• Supplied passage
>>>>>
Last Updated
21/05/2024
Originally Posted
07/07/2018

Back in 2018, I did an interview with Uses This, which captures the tools and technology that creative people use. In that vein, I thought I'd update it for 2024.

Who are you, and what do you do?

I'm Charlie Gleason, a designerdeveloper, and musician. I push around pencils and pixels at Heroku Salesforce, working on developer tooling and experience. I have worked on a ton of projects, personally and professionally, the most interesting ones of which you can find at my site. I studied design at university, and then went back to do computer science, and I sweat the intersection of design and code.

What hardware do you use?

For most things, I use my trusty Intel MacBook Pro, the last of its kind, which I spent a silly amount of money on during the pandemic right before Apple announced an entirely new architecture. Good times all round in 2020.

I use an Apple Studio Display, a wireless Magic Keyboard with a number pad, and a Magic Mouse.

When doing 3D modelling I use a Logitech G502 wireless mouse because 3D modelling is a lot easier with three buttons and a scroll wheel. I also lose the wireless dongle once a week, and it drives me bananas.
<<<<<
• Try it
Write out the passage of the tools interview between "For most things, I" and "a Magic Mouse.", inclusive. The listing that follows is not needed for this work.

• Excerpted data
>>>>>
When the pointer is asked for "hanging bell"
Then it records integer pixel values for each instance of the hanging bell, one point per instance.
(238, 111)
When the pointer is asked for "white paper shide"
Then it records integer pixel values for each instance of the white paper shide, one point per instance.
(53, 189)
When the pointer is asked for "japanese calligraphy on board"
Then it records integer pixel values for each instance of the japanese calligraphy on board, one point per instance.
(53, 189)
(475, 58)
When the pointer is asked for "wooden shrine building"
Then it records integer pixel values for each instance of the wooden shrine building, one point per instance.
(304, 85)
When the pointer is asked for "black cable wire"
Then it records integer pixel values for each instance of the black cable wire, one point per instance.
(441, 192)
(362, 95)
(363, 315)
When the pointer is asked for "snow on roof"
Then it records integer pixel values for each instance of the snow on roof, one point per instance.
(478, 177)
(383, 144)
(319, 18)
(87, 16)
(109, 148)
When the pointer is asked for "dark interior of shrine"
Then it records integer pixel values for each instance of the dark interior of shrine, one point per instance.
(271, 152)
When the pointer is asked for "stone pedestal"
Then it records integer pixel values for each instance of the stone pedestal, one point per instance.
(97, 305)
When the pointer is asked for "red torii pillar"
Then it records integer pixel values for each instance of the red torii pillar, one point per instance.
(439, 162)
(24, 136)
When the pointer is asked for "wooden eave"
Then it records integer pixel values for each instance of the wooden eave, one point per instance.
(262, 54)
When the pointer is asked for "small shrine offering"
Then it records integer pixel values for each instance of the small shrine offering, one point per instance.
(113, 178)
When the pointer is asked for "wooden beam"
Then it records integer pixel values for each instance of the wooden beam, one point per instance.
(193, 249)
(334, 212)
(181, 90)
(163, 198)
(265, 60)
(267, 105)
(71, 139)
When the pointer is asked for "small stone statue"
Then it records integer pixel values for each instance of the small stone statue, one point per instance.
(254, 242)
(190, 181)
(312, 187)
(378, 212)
<<<<<
• Output below
For most things, I use my trusty Intel MacBook Pro, the last of its kind, which I spent a silly amount of money on during the pandemic right before Apple announced an entirely new architecture. Good times all round in 2020.

I use an Apple Studio Display, a wireless Magic Keyboard with a number pad, and a Magic Mouse.